Entries shown.
--------------------------------

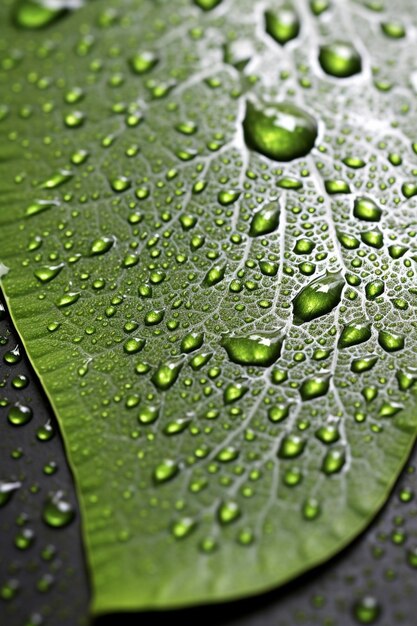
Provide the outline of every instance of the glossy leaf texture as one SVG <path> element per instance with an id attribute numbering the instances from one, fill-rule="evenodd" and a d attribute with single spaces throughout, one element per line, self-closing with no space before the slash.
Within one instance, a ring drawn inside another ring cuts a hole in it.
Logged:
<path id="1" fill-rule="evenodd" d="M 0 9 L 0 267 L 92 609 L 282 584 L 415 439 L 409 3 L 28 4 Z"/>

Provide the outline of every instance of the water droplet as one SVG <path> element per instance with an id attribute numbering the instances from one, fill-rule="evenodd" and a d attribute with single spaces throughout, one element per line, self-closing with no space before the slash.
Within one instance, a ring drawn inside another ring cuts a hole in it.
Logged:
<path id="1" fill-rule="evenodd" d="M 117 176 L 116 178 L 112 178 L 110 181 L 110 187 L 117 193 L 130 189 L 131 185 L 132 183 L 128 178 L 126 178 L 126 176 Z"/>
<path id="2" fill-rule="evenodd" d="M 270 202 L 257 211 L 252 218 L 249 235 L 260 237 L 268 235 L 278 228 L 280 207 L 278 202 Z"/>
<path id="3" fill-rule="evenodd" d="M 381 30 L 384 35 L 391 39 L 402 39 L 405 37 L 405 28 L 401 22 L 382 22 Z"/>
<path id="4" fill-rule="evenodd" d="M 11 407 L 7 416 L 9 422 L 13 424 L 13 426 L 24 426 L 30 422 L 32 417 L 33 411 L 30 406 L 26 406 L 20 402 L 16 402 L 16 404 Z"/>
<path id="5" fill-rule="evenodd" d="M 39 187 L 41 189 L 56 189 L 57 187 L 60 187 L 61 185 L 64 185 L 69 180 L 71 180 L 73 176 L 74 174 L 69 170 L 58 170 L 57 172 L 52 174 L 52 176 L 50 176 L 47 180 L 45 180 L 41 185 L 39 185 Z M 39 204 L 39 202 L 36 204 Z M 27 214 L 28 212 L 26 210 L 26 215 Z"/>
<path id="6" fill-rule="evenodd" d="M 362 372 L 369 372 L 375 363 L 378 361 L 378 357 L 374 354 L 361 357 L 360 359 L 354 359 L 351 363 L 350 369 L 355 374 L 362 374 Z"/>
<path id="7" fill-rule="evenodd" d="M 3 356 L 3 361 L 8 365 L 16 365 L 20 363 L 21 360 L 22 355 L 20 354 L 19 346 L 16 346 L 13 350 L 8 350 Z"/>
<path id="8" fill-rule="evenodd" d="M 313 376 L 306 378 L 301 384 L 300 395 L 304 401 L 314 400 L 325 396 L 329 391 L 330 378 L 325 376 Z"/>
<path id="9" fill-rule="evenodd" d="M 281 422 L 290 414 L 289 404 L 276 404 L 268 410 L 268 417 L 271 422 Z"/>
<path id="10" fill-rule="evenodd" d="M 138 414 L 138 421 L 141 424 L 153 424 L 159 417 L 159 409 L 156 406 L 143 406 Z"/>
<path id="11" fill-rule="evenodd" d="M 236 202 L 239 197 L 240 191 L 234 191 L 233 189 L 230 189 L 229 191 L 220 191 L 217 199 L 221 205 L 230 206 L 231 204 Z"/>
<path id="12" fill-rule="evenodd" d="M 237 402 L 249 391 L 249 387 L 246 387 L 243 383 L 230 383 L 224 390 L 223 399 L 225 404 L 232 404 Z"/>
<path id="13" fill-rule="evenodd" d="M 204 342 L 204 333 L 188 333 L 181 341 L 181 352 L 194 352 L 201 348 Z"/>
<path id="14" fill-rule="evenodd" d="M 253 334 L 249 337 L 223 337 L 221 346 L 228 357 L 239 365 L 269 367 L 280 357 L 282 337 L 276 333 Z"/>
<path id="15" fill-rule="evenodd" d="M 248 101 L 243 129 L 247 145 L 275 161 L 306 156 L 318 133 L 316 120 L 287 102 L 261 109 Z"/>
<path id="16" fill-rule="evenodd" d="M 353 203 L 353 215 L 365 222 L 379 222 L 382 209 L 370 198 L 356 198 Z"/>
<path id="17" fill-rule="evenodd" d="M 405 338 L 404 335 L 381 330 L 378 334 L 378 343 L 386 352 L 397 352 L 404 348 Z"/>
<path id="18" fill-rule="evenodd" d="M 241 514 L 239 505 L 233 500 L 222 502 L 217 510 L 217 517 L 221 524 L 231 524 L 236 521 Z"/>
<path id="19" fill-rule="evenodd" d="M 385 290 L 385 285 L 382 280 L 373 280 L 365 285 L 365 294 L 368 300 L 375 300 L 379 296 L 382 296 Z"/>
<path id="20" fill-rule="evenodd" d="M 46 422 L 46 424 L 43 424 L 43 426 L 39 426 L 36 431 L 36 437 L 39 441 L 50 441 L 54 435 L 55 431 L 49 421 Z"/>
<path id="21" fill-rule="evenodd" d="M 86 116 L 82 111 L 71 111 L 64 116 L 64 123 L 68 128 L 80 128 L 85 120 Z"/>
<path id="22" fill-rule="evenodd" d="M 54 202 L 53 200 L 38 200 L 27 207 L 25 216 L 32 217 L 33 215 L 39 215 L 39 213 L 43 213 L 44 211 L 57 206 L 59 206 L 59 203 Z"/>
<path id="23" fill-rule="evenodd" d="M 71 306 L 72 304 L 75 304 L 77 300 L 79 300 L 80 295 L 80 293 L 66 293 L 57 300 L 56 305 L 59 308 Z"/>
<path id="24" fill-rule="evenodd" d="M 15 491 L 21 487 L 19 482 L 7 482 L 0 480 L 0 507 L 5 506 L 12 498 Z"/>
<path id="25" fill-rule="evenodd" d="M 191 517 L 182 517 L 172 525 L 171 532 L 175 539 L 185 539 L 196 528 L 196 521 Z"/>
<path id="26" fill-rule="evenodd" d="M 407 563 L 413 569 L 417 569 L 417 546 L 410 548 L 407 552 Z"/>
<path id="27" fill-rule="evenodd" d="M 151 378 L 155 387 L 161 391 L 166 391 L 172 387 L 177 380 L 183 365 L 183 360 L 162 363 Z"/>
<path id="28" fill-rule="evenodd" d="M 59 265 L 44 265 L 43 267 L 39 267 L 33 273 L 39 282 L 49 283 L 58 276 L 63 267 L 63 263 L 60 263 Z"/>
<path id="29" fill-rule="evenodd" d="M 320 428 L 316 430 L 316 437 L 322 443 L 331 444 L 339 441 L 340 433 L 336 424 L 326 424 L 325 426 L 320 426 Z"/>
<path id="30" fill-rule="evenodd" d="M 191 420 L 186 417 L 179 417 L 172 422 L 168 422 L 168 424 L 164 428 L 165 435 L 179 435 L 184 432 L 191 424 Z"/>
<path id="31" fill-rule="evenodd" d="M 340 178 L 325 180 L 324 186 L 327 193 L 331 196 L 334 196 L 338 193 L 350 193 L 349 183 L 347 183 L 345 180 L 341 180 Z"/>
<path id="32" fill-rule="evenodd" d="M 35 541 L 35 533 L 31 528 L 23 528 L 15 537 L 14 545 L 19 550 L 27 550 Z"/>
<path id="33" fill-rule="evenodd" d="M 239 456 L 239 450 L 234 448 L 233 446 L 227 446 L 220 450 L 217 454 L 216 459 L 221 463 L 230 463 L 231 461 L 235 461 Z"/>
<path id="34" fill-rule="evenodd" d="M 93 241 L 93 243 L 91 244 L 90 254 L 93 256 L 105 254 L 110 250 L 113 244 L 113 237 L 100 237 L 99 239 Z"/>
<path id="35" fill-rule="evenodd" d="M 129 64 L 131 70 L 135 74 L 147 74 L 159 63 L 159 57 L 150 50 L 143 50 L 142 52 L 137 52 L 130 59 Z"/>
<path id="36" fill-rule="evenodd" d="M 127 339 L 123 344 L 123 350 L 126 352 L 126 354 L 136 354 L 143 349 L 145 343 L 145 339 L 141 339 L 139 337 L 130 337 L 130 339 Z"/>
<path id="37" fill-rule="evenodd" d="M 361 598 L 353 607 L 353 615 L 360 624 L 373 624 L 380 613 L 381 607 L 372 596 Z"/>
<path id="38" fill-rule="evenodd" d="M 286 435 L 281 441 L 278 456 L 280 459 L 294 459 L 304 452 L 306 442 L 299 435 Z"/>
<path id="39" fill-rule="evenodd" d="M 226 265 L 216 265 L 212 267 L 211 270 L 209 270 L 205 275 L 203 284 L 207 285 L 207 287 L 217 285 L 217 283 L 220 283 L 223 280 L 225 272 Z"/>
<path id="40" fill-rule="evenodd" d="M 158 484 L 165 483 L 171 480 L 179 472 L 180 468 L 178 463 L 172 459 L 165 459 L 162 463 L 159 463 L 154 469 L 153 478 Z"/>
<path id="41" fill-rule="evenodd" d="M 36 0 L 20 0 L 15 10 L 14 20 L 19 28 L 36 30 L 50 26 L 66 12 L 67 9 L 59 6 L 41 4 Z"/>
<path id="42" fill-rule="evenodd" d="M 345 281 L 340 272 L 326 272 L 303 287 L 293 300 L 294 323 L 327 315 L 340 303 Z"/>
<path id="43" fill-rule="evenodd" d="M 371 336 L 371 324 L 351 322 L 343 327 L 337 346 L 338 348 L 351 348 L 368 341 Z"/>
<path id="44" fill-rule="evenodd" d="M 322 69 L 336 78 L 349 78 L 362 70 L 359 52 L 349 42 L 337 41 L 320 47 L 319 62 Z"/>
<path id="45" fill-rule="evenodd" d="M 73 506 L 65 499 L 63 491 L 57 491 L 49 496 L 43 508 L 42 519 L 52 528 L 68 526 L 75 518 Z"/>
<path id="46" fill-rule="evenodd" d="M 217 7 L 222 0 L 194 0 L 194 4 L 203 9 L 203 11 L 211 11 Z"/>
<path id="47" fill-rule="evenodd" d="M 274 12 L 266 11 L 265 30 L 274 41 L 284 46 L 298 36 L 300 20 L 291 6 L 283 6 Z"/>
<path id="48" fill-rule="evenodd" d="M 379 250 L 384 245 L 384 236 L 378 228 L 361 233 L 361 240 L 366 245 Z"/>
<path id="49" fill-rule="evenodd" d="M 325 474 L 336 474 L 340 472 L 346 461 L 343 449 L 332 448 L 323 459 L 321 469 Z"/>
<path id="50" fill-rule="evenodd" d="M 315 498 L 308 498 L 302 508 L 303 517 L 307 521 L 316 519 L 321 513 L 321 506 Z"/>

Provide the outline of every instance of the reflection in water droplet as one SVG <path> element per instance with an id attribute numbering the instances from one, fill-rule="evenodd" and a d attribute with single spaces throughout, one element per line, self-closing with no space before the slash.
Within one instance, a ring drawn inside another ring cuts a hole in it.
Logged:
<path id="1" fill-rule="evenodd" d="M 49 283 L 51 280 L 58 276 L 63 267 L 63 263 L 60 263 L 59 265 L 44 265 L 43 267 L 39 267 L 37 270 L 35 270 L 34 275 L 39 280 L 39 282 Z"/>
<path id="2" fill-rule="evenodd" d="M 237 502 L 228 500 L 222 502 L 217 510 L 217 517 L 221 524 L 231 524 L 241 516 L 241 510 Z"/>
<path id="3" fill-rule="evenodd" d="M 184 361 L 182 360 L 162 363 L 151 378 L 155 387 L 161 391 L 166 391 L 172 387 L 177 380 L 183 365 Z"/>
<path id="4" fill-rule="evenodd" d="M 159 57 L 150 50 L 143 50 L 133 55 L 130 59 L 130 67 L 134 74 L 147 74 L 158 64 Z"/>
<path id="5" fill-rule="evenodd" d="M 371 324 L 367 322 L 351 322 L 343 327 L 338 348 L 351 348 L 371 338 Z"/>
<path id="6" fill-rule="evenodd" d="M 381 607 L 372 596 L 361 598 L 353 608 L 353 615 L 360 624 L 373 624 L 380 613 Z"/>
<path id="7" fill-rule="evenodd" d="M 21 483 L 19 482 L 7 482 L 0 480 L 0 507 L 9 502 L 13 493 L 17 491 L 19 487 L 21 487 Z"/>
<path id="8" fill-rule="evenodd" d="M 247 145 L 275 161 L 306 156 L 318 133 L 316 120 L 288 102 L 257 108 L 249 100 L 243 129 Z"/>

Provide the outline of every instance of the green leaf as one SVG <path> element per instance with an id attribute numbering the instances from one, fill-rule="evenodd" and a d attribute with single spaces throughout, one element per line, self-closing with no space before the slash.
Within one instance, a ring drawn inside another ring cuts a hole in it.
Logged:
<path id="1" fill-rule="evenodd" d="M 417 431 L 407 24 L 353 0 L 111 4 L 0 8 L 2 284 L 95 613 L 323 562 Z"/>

--------------------------------

Description of the task. If a line in the data above contains the string "water", count it; then state only the total.

Your response. 2